## Zadania
1. Przetłumacz na angielski to zdanie z artykułu o meczu Korony z Polonią: „Kielczanie grali szybką i kombinacyjną piłkę, wykorzystując umiejętności techniczne m.in. Michała Janoty.”
2. Kontynuuj artykuł o porażce Korony z Polonią od miejsca, w którym się kończy.
─── Tekst
Krajobraz po Polonii: Im strzelać nie kazano. Obrona dziurawa jak durszlak

06-11-2012 17:09,

Kolejny wyjazd, kolejny mecz ładny dla oka i kolejny powrót do Kielc z niczym. Tak w skrócie można podsumować ostatnie dwa spotkania na obcych boiskach w wykonaniu piłkarzy Korony. Niedzielny pojedynek złocisto-krwistych z warszawską Polonią mógł podobać się kibicom. Co z tego skoro kielczanie znowu przegrali i wciąż daleko im do drużyny, którą byli w poprzednim sezonie.

Co do poprawy?

W pierwszych 45 minutach w Warszawie oglądaliśmy Koronę grającą naprawdę ładny futbol. Kielczanie grali szybką i kombinacyjną piłkę, wykorzystując umiejętności techniczne m.in. Michała Janoty. Cóż z tego, że grali przyjemnie dla oka skoro nie zdobyli żadnej bramki. Skuteczność jest tym, z czego trzeba zacząć rozliczać naszych napastników. O ile Maciej Korzym zdobył trzy bramki dla złocisto-krwistych, o tyle Michał Zieliński czy Marcin Żewłakow póki co zawodzą. „Zielu” zazwyczaj pojawia się na boisku jako rezerwowy, „Żewłak” z kolei wciąż nie może zaaklimatyzować się w Koronie. W ostatnim spotkaniu z Polonią, chyba już tylko desperacja skłoniła trenera Ojrzyńskiego do gry trzema napastnikami. Jaki był tego efekt widać było po spotkaniu na tablicy wyników: Polonia 2, Korona 0. Łukasz Teodorczyk stworzył sobie i wykorzystał więcej sytuacji niż trójka kieleckich atakujących. Ciekawe czy na treningach strzeleckich cała trójka też tak słabo się prezentuje? Nie można powiedzieć, że złocisto-krwiści w ofensywie spisują się źle, bo sytuacje owszem sobie stwarzają. Ale ci, którzy powinni je wykorzystywać, póki co zawodzą.
──────
─── Pozycje
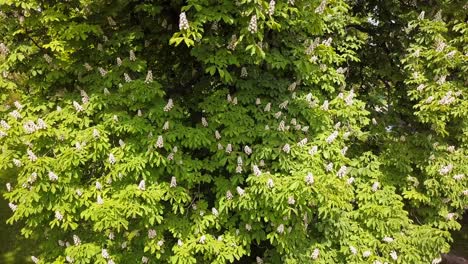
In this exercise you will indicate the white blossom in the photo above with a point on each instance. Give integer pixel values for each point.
(102, 71)
(12, 206)
(342, 171)
(309, 178)
(132, 56)
(247, 150)
(127, 77)
(253, 24)
(446, 169)
(217, 135)
(77, 106)
(168, 106)
(271, 7)
(240, 191)
(111, 21)
(228, 148)
(149, 77)
(76, 240)
(332, 137)
(244, 72)
(41, 124)
(233, 43)
(259, 260)
(214, 211)
(104, 253)
(29, 127)
(325, 105)
(183, 22)
(282, 126)
(344, 150)
(58, 215)
(387, 239)
(4, 125)
(280, 229)
(313, 150)
(31, 156)
(47, 58)
(375, 186)
(111, 159)
(270, 183)
(18, 105)
(284, 105)
(52, 176)
(142, 185)
(286, 148)
(204, 122)
(15, 114)
(160, 142)
(173, 183)
(256, 171)
(421, 15)
(450, 216)
(315, 254)
(302, 143)
(229, 195)
(99, 200)
(151, 233)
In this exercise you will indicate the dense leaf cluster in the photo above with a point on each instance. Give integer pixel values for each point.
(219, 131)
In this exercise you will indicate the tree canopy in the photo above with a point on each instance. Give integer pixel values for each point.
(215, 131)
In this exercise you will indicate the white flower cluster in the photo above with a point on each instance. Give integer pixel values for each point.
(244, 72)
(4, 49)
(132, 56)
(253, 24)
(309, 179)
(447, 99)
(256, 171)
(151, 233)
(173, 183)
(332, 137)
(102, 71)
(446, 169)
(233, 43)
(271, 7)
(142, 185)
(321, 7)
(183, 22)
(168, 106)
(149, 77)
(303, 142)
(127, 77)
(53, 176)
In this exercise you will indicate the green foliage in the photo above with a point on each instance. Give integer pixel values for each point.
(234, 131)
──────
## Odpowiedzi
1. The Kielce players played fast, combination football, making use of the technical skills of, among others, Michał Janota.

2.
Na całej linii zawiodła również czwórka kieleckich obrońców. Przy całej sympatii do Krzysztofa Kiercza, ale jego gra w defensywie w meczu z Polonią przypominała „rosyjską ruletkę”. Interwencje dobre przeplatał kiksami i brakiem zdecydowania. Z tym, że w Warszawie więcej było tych drugich. Przy pierwszej straconej bramce, Teodorczyk obrócił się wokół niego jak wokół drzewa w parku. Druga obciąża na spółkę jego i Tomasza Lisowskiego, którego tłumaczenie możecie przeczytać tutaj.

Słusznie wiele osób zauważyło, że Paweł Golański jakby przybrał trochę masy. W meczu z Polonią przełożyło się to na nienadążanie za zawodnikami gospodarzy. Widoczne były to m.in. przy sytuacji z rzutem karnym, kiedy to Paweł Wszołek minął naszego obrońcę i dał się sfaulować. Najmniej pretensji za mecz z „Czarnymi Koszulami” można mieć chyba tylko do Pavola Stano, który robił co mógł w obronie. Dodatkowo w swoim stylu angażował się w akcje ofensywne.

Plusy…

Na plus po raz kolejny w drużynie Korony pokazuje się Michał Janota. I czasem można chyba odnieść wrażenie, że on jest dla drużyny z Kielc po prostu za dobry. Jego partnerzy z pomocy czasami za nim jakby nie nadążają. Technicznie jest najlepiej wyszkolonym piłkarzem w naszej szatni. Trener Ojrzyński pełną pociechę będzie miał z niego tylko wtedy, kiedy reszta drużyny zacznie grać na swoim poziomie. Póki co były gracz Feyenoordu jest o klasę lepszy od reszty kolegów z drużyny.

Mimo porażki warto pochwalić także Zbigniewa Małkowskiego, który po raz drugi w tym sezonie obronił rzut karny. Bramkarz Korony od kilku tygodni pokazuje, że jest w dobrej formie. Czasem to jednak za mało by naprawiać błędy kolegów z obrony.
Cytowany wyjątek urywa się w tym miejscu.